§ Task details
Exactly as they stand, set down all of the records again.

[Data items]
*** Block opens ***

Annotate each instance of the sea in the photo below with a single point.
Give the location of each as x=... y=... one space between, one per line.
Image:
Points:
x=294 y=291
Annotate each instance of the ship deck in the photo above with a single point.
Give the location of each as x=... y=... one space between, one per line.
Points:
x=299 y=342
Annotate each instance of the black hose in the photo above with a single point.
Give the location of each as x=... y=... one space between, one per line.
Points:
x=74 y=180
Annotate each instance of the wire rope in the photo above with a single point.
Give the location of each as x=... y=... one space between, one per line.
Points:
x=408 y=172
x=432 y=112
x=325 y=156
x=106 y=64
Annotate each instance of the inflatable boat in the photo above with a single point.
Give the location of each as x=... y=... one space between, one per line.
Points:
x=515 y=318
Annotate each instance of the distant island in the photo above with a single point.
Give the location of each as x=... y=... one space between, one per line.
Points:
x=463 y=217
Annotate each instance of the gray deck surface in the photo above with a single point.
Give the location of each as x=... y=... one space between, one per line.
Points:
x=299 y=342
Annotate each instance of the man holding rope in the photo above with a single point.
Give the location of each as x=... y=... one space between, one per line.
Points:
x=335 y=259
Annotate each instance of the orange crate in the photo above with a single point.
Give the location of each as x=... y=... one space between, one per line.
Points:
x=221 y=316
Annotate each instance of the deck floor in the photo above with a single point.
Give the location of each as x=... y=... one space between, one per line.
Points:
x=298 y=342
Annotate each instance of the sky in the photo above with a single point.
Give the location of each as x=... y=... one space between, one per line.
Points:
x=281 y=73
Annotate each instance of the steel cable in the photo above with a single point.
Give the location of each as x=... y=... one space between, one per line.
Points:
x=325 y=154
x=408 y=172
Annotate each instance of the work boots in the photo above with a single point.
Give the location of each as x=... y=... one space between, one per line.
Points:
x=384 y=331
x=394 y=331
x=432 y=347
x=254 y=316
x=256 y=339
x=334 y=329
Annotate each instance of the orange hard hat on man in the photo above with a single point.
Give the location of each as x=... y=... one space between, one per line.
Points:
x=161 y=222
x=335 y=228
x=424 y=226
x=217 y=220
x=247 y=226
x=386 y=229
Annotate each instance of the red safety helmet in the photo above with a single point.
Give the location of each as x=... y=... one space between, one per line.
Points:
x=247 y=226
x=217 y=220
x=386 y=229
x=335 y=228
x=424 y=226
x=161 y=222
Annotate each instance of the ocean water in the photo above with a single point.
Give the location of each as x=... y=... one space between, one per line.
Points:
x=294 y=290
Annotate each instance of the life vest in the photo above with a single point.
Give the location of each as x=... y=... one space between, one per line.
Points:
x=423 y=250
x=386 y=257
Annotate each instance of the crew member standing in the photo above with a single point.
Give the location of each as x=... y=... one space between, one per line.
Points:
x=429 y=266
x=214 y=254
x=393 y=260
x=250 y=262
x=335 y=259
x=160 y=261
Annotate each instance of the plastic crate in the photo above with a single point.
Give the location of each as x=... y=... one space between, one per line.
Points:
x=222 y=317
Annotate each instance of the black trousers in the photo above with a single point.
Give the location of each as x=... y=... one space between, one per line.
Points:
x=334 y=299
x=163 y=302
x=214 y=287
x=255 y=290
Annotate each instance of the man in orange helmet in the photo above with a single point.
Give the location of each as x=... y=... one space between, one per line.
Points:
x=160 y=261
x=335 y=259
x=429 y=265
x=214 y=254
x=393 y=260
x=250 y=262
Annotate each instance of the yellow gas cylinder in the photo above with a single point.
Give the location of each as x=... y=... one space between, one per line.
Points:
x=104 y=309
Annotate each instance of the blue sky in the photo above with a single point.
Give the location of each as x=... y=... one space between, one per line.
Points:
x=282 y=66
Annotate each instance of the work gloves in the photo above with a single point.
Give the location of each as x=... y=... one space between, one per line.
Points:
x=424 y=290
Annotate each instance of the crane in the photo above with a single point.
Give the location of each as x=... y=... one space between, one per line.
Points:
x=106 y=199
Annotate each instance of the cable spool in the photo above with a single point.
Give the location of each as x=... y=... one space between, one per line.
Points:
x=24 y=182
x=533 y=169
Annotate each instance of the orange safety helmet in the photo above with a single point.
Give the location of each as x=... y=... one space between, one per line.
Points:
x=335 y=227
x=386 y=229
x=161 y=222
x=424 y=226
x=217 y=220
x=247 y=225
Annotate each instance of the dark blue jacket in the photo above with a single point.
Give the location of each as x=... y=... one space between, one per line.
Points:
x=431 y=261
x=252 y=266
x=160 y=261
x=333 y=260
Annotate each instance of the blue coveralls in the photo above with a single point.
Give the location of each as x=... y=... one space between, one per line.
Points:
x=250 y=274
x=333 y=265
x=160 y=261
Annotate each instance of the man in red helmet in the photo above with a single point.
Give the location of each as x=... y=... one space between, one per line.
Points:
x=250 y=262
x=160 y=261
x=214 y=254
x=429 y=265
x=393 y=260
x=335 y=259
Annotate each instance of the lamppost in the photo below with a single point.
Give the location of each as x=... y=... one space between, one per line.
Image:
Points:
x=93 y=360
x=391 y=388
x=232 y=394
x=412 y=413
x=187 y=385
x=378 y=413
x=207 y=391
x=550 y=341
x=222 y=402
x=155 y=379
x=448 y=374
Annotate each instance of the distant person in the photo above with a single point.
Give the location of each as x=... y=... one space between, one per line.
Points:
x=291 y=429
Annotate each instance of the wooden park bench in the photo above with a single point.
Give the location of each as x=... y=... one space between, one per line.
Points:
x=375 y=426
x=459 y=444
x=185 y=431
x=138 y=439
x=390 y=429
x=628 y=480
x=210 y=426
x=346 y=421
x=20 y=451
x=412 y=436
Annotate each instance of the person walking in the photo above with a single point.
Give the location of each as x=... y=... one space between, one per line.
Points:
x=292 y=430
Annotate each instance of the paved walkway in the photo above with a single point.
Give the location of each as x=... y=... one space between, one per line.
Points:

*** Block closes ***

§ Exercise result
Annotate each instance of the sea in the photo below with a single point.
Give the location of each as x=... y=... one space between, one per line.
Image:
Points:
x=294 y=291
Annotate each instance of the ship deck in the photo above with a single point.
Give the location of each as x=... y=... one space between, one per line.
Points:
x=299 y=342
Annotate each instance of the black hose in the photo above with a single point.
Give the location of each as x=... y=... one space between, one per line.
Points:
x=74 y=180
Annotate each instance of the wire rope in the photo above with a single point.
Give the location of each as x=... y=... one space between, one per line.
Points:
x=408 y=172
x=432 y=112
x=325 y=156
x=106 y=64
Annotate each instance of the inflatable boat in the photo above with a single point.
Give the location of each as x=... y=... one space between, one per line.
Points:
x=515 y=318
Annotate each instance of the distant island in the photo above with a single point.
Give the location of each as x=... y=... one space between, one per line.
Points:
x=463 y=217
Annotate each instance of the gray deck surface in the photo above with a single point.
Give the location of each as x=... y=... one space between, one per line.
Points:
x=299 y=342
Annotate each instance of the man holding rope in the photo above with a single point.
Give the location of each as x=... y=... one space between, one per line.
Points:
x=335 y=259
Annotate each instance of the orange crate in the photo above with a single point.
Give the location of each as x=... y=... one space between, one per line.
Points:
x=221 y=316
Annotate each instance of the deck floor in the photo above with a single point.
Give the location of each as x=... y=... one space between, one per line.
Points:
x=298 y=342
Annotate each instance of the sky in the photo above with a single point.
Give the location of each as x=... y=... one space between, one per line.
Points:
x=281 y=73
Annotate each instance of the steel cable in the photo above with a single point.
Give the location of each as x=... y=... one space between, one per line.
Points:
x=325 y=154
x=408 y=172
Annotate each instance of the work boots in the photo above with a single point.
Give the location of each as x=... y=... one space between, one per line.
Points:
x=384 y=331
x=394 y=331
x=432 y=347
x=254 y=316
x=256 y=339
x=334 y=329
Annotate each instance of the orange hard hat on man in the photo above with a single point.
Give the location of each as x=... y=... one space between, one per line.
Points:
x=161 y=222
x=335 y=228
x=424 y=226
x=217 y=220
x=247 y=226
x=386 y=229
Annotate each instance of the red safety helmet in the photo above with a single point.
Give the location of each as x=... y=... one space between, one per line.
Points:
x=247 y=226
x=217 y=220
x=386 y=229
x=335 y=228
x=424 y=226
x=161 y=222
Annotate each instance of the ocean water in the photo above with a single point.
Give the location of each as x=... y=... one space between, one per line.
Points:
x=294 y=290
Annotate each instance of the life vest in the photo above with a single point.
Give the location of each as x=... y=... one space between, one per line.
Points:
x=423 y=250
x=386 y=257
Annotate each instance of the crew member standing in the photo above with a single point.
Give the location of each as x=... y=... one space between, one per line.
Points:
x=429 y=266
x=214 y=254
x=393 y=260
x=250 y=262
x=335 y=259
x=160 y=261
Annotate each instance of the plastic crate in the photo above with a single point.
Give the location of each as x=... y=... one space between, one per line.
Points:
x=222 y=317
Annotate each instance of the black trousers in the photo above with a single point.
Give the location of each as x=... y=... one space between, one per line.
Points:
x=334 y=299
x=163 y=302
x=214 y=287
x=255 y=290
Annotate each instance of the man in orange helmet in the photo above with a single point.
Give the location of each as x=... y=... one space between, one per line.
Points:
x=160 y=261
x=335 y=259
x=429 y=265
x=214 y=254
x=393 y=260
x=250 y=262
Annotate each instance of the yellow gas cylinder in the photo above with a single point.
Give the location of each as x=... y=... one space between, one per line.
Points:
x=104 y=309
Annotate each instance of the blue sky in the photo above with a single point.
Give the location of each as x=... y=... one space between, one per line.
Points:
x=282 y=66
Annotate each instance of the work gloves in the photo above with a single point.
Give the location of each as x=... y=... one space between, one per line.
Points:
x=424 y=290
Annotate each instance of the crane in the photo above with a single point.
Give the location of each as x=... y=... one space between, one per line.
Points:
x=106 y=199
Annotate each instance of the cable spool in the photo above with a single point.
Give the location of each as x=... y=... one space between, one per line.
Points:
x=24 y=182
x=533 y=169
Annotate each instance of the orange safety helmet in the photo above with a single point.
Give the location of each as x=... y=... one space between, one per line.
Points:
x=335 y=227
x=386 y=229
x=161 y=222
x=424 y=226
x=217 y=220
x=247 y=225
Annotate each instance of the dark blue jacket in the photo above with a single point.
Give the location of each as x=... y=... one space between, one per line.
Points:
x=431 y=261
x=252 y=266
x=160 y=261
x=333 y=260
Annotate each instance of the blue coveralls in the photo above with a single point.
Give the location of each as x=... y=... one space between, one per line.
Points:
x=250 y=274
x=333 y=265
x=160 y=261
Annotate each instance of the man in red helmet in the photo above with a single point.
Give the location of each as x=... y=... one space between, one per line.
Points:
x=250 y=262
x=160 y=261
x=214 y=254
x=429 y=265
x=393 y=260
x=335 y=259
Annotate each instance of the lamppost in the photo below with a single point.
Give the location of each as x=... y=... one space between, one per line.
Image:
Points:
x=93 y=360
x=391 y=388
x=232 y=394
x=412 y=413
x=187 y=385
x=378 y=413
x=207 y=391
x=550 y=341
x=222 y=402
x=155 y=379
x=448 y=374
Annotate each instance of the distant person in the photo above with a single point.
Give the location of each as x=... y=... one space between, one per line.
Points:
x=291 y=429
Annotate each instance of the wooden park bench in the photo above with a single point.
Give the location of each as x=... y=... one space between, one per line.
Points:
x=375 y=426
x=459 y=444
x=185 y=431
x=138 y=439
x=390 y=429
x=628 y=480
x=210 y=426
x=346 y=421
x=20 y=451
x=412 y=436
Annotate each instance of the person walking in the photo above with a single point.
Give the location of each as x=... y=... one space between, one per line.
Points:
x=292 y=430
Annotate each instance of the paved walkway in the photo above with a single point.
Give the location of each as x=... y=... one space between, one per line.
Points:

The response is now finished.